Data records
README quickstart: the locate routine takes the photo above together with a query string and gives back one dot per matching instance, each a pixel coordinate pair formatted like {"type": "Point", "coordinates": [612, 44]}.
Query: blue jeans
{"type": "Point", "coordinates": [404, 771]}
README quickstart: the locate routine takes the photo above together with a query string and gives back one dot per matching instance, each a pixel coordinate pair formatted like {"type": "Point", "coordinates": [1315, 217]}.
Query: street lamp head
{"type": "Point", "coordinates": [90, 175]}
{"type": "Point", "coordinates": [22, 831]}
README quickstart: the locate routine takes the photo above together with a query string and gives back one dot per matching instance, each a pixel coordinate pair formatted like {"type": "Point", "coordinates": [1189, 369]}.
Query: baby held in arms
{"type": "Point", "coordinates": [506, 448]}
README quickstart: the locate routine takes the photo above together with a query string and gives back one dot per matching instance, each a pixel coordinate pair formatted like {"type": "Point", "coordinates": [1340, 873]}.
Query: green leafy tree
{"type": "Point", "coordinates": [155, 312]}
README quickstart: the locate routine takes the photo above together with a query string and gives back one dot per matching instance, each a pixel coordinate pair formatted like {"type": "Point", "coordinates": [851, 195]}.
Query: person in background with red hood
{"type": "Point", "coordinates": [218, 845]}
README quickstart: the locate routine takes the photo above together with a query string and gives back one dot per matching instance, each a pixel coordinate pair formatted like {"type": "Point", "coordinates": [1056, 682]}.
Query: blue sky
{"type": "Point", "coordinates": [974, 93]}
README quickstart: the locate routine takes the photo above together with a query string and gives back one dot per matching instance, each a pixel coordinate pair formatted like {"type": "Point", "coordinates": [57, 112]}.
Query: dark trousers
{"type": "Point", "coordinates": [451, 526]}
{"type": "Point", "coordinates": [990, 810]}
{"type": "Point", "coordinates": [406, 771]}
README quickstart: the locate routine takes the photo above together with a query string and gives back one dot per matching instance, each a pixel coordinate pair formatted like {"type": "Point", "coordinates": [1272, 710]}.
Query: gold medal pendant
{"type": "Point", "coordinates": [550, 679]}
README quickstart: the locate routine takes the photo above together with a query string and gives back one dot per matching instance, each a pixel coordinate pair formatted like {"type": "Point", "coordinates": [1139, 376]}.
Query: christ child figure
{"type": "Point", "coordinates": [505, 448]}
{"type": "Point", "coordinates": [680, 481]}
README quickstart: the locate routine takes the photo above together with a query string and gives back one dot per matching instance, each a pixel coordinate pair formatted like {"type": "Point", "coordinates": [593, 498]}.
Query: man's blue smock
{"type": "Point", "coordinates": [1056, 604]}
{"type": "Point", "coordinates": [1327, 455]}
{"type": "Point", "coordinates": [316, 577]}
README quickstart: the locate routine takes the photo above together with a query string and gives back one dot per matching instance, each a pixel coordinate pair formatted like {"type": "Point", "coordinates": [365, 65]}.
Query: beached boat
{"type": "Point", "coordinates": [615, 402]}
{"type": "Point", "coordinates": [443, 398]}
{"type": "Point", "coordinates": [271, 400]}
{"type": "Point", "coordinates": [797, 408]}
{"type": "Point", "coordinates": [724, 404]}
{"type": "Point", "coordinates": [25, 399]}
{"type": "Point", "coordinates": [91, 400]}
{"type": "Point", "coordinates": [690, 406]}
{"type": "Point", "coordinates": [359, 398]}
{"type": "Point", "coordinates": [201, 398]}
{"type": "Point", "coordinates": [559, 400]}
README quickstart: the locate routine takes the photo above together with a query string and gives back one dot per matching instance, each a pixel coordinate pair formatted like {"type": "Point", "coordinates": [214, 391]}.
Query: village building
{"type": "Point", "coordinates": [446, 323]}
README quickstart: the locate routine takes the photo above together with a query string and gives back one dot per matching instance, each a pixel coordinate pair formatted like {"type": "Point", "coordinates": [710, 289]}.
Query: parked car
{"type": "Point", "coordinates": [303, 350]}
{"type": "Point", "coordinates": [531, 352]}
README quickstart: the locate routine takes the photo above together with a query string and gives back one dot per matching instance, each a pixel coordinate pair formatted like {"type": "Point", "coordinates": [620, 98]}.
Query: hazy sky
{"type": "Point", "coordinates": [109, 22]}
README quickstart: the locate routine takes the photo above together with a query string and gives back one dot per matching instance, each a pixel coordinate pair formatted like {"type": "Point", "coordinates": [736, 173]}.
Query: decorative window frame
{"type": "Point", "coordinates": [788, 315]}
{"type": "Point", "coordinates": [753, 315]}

**What is being asked:**
What you return should match the entries above exactly.

**Task answer:**
README quickstart: the locate routine takes the photo above together with a query string and gives back one dot per matching instance, each a pixel coordinate pair formatted like {"type": "Point", "coordinates": [612, 44]}.
Query: blue jeans
{"type": "Point", "coordinates": [404, 771]}
README quickstart: the locate routine takes the photo above together with a query string and gives back one dot per matching instance, each a pixel coordinate pair formatted like {"type": "Point", "coordinates": [1315, 217]}.
Query: street lamp head
{"type": "Point", "coordinates": [90, 175]}
{"type": "Point", "coordinates": [22, 831]}
README quickstart: the locate routine takes the photo above together with a query string and gives back one dot per matching instance, each a pixel coordinate pair formatted like {"type": "Point", "coordinates": [1189, 369]}.
Query: baby held in arms
{"type": "Point", "coordinates": [506, 448]}
README quickstart: the locate routine takes the photo above together with a query string and gives back one dot per matching instance, each a pixel coordinate pair formatted like {"type": "Point", "coordinates": [1340, 873]}.
Query: green leafy tree
{"type": "Point", "coordinates": [155, 312]}
README quickstart: the locate routine takes the photo above together with a query string and gives back one dot per matching instance, each a pixel coordinate pair formatted like {"type": "Point", "coordinates": [851, 195]}.
Query: person in background with red hood
{"type": "Point", "coordinates": [218, 845]}
README quickstart: the locate routine takes the photo above together with a query string and gives back one dot per matching instance, each a pixel coordinate pair formatted like {"type": "Point", "coordinates": [1056, 682]}.
Query: blue sky
{"type": "Point", "coordinates": [974, 93]}
README quickstart: the locate routine takes the photo above together with a query string and gives back one dot per matching instance, each a pixel coordinate pair formatted like {"type": "Point", "coordinates": [57, 112]}.
Query: dark trousers
{"type": "Point", "coordinates": [451, 526]}
{"type": "Point", "coordinates": [990, 810]}
{"type": "Point", "coordinates": [406, 771]}
README quickstart: the locate routine takes the photo above together with a query string and gives back one dot per matching instance, each a pixel coordinate pair formatted like {"type": "Point", "coordinates": [1272, 710]}.
Query: gold medal pendant
{"type": "Point", "coordinates": [550, 679]}
README quickstart: the locate routine takes the photo above together with a query string and gives back one dot per matching instance, each a pixel coordinate pair formatted like {"type": "Point", "coordinates": [1139, 376]}.
Query: christ child figure
{"type": "Point", "coordinates": [505, 448]}
{"type": "Point", "coordinates": [680, 481]}
README quickstart: the locate routine takes the photo above together with a query string and gives back one dot per matching instance, each a pixel coordinate pair formatted like {"type": "Point", "coordinates": [593, 498]}.
Query: man's blue smock
{"type": "Point", "coordinates": [1056, 604]}
{"type": "Point", "coordinates": [1327, 455]}
{"type": "Point", "coordinates": [316, 577]}
README quickstart: the locate routine takes the photo above together with a query string and gives back one dot per matching instance, each a pixel coordinate pair formatted like {"type": "Point", "coordinates": [365, 65]}.
Query: beached boat
{"type": "Point", "coordinates": [615, 402]}
{"type": "Point", "coordinates": [443, 398]}
{"type": "Point", "coordinates": [271, 400]}
{"type": "Point", "coordinates": [797, 408]}
{"type": "Point", "coordinates": [724, 404]}
{"type": "Point", "coordinates": [25, 399]}
{"type": "Point", "coordinates": [91, 400]}
{"type": "Point", "coordinates": [690, 406]}
{"type": "Point", "coordinates": [359, 398]}
{"type": "Point", "coordinates": [201, 398]}
{"type": "Point", "coordinates": [559, 400]}
README quickstart: the locate routine takes the photo above together with a query string and gives back one dot per matching instance, each a pixel coordinate pair formatted like {"type": "Point", "coordinates": [214, 391]}.
Query: village building
{"type": "Point", "coordinates": [446, 323]}
README quickstart: the locate routine takes the photo above together with a query string and gives back one dot per matching instance, each a pixel coordinate pair formatted like {"type": "Point", "coordinates": [710, 289]}.
Query: parked car
{"type": "Point", "coordinates": [303, 350]}
{"type": "Point", "coordinates": [531, 352]}
README quickstart: the locate routine takes the photo above together with a query string and gives back one dot per matching instance, each a pixel coordinate pair formatted like {"type": "Point", "coordinates": [620, 98]}.
Query: hazy sky
{"type": "Point", "coordinates": [109, 22]}
README quickstart: the locate routine takes the photo above together with a query string and gives back one dot per matching instance, each a pixel coordinate pair formatted like {"type": "Point", "coordinates": [736, 173]}.
Query: decorative window frame
{"type": "Point", "coordinates": [788, 315]}
{"type": "Point", "coordinates": [753, 315]}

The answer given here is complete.